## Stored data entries
■ ■ ■ ■ ■ ■ ■

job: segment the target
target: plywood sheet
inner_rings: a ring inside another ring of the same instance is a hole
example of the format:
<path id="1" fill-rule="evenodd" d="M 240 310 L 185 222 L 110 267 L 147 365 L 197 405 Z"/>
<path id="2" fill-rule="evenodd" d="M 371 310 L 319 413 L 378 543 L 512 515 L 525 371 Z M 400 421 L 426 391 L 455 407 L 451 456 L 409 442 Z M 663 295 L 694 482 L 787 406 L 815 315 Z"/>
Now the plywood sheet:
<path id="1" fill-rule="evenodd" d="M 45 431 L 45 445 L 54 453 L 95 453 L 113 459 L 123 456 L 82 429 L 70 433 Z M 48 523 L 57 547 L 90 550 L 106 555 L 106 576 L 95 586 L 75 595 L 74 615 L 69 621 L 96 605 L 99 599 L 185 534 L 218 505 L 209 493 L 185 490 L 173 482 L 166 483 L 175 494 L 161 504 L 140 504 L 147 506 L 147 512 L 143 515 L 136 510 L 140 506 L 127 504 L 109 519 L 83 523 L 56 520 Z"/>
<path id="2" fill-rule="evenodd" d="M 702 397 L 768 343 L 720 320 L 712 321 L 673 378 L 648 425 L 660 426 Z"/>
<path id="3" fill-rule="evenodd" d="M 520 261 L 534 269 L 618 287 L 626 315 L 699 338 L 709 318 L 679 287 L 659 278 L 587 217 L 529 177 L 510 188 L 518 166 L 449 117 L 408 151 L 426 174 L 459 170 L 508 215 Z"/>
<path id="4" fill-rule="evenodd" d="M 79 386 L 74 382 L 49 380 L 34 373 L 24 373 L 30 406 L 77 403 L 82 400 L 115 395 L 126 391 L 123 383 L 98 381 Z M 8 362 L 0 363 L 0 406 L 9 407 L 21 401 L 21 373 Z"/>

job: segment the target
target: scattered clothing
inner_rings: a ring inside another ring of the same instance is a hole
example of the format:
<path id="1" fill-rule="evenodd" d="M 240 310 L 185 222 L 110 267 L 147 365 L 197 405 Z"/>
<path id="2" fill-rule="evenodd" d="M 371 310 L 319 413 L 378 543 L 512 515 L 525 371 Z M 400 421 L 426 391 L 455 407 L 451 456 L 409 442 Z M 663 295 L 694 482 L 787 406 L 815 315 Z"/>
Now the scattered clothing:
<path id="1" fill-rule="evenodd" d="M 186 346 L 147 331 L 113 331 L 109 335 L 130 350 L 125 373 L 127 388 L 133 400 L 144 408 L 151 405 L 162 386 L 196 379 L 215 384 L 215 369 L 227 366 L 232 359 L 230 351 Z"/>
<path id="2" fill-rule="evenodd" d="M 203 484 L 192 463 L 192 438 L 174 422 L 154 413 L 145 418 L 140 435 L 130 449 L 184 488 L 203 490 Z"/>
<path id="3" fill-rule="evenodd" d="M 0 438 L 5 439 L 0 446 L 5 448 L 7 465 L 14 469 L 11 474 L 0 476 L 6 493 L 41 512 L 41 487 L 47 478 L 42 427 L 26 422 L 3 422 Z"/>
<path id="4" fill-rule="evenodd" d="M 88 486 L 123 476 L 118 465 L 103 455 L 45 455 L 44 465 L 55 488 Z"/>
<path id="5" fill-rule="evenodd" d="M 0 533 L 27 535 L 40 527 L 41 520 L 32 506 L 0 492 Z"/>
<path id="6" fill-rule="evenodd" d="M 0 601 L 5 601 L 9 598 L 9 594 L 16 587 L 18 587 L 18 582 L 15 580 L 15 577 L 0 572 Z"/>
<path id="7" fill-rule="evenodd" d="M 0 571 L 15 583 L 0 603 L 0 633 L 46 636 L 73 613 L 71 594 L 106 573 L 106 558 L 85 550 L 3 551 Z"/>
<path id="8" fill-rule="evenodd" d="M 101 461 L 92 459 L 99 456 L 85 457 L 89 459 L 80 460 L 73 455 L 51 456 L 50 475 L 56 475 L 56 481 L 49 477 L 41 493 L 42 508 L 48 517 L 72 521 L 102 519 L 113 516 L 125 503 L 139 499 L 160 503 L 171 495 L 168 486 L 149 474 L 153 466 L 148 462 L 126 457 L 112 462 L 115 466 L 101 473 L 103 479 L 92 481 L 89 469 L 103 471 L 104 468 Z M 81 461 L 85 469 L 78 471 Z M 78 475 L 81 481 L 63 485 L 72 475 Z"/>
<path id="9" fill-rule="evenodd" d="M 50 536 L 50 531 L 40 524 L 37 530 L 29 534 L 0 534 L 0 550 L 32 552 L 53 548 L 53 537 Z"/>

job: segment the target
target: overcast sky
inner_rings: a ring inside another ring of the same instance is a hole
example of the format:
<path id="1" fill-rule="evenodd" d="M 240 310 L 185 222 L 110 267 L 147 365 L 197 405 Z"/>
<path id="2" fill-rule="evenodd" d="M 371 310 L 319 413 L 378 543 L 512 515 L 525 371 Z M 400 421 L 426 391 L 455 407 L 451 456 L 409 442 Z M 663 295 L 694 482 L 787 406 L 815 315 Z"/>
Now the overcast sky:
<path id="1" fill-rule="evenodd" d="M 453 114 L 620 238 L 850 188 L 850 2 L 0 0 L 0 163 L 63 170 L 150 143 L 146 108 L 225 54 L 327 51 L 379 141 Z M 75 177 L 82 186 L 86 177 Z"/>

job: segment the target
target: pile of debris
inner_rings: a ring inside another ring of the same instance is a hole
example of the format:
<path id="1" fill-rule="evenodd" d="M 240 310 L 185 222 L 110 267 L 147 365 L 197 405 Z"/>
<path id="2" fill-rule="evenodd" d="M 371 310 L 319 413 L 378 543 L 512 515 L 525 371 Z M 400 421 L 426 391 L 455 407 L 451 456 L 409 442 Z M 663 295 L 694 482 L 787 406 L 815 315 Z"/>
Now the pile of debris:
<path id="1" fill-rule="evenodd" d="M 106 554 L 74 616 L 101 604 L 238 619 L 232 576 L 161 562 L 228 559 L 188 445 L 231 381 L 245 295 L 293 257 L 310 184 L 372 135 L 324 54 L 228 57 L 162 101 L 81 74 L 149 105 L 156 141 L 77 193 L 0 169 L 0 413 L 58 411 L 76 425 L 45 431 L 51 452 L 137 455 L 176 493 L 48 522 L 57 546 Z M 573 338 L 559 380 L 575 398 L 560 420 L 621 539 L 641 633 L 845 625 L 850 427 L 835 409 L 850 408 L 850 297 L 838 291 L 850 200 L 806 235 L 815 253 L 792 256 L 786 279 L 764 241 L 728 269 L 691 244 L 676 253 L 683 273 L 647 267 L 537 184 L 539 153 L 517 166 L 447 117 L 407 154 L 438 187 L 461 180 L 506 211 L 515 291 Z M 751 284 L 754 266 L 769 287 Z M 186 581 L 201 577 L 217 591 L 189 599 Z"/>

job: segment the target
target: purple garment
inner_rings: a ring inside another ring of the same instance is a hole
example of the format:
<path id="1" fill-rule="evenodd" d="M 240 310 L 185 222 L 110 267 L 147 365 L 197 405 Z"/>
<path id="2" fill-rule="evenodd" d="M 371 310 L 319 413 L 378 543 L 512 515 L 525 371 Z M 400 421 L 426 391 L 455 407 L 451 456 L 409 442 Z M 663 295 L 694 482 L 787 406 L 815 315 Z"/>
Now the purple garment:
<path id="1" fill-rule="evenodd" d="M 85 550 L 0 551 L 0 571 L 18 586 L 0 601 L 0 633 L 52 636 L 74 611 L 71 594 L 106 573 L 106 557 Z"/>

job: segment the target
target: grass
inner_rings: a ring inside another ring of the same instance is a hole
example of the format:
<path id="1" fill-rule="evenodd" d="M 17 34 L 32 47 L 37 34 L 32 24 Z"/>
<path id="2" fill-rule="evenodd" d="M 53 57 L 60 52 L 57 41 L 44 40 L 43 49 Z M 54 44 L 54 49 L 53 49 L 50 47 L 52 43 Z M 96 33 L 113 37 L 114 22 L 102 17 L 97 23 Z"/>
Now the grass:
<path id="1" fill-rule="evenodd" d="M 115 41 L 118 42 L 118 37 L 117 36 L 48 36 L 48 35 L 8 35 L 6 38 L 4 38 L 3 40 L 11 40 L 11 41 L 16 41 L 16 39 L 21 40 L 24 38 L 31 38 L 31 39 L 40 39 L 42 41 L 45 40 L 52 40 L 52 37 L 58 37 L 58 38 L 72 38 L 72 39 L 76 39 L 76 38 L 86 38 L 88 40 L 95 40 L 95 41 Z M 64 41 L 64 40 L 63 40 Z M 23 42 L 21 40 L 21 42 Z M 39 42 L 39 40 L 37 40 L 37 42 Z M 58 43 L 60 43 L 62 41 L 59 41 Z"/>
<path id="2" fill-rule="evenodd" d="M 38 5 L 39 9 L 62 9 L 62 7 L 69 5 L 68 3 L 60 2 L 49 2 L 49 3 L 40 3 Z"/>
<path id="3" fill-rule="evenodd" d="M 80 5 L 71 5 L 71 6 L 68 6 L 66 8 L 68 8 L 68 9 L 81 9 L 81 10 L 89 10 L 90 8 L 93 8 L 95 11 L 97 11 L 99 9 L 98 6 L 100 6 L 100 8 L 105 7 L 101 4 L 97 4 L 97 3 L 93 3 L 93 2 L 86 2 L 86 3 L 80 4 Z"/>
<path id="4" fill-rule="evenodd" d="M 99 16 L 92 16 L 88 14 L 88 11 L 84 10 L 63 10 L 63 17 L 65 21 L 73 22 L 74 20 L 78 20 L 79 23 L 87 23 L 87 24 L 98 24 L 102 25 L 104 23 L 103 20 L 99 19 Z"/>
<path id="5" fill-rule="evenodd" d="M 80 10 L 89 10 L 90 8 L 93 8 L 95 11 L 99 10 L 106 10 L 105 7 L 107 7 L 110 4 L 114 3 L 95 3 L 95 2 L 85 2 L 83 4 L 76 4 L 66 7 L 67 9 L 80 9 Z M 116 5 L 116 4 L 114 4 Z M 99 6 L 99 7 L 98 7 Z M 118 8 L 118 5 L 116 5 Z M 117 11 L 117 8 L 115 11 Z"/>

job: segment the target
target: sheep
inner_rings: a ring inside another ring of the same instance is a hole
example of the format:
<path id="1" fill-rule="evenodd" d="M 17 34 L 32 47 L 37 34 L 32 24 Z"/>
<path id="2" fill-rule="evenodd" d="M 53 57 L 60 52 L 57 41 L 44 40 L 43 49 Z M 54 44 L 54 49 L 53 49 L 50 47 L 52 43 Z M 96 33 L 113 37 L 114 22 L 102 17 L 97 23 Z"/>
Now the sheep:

■ ■ ■ ■ ■ ■ ■

## PROBLEM REQUIREMENTS
The required output is the exact run of lines from the one with "target: sheep" through the final line of the entries.

## RESULT FOR THIS TASK
target: sheep
inner_rings: a ring inside another ring of the same instance is a hole
example of the format:
<path id="1" fill-rule="evenodd" d="M 17 34 L 32 47 L 37 34 L 32 24 Z"/>
<path id="2" fill-rule="evenodd" d="M 53 57 L 60 52 L 57 41 L 44 40 L 43 49 Z M 54 44 L 54 49 L 53 49 L 50 47 L 52 43 Z M 96 33 L 113 37 L 114 22 L 102 17 L 97 23 Z"/>
Now the sheep:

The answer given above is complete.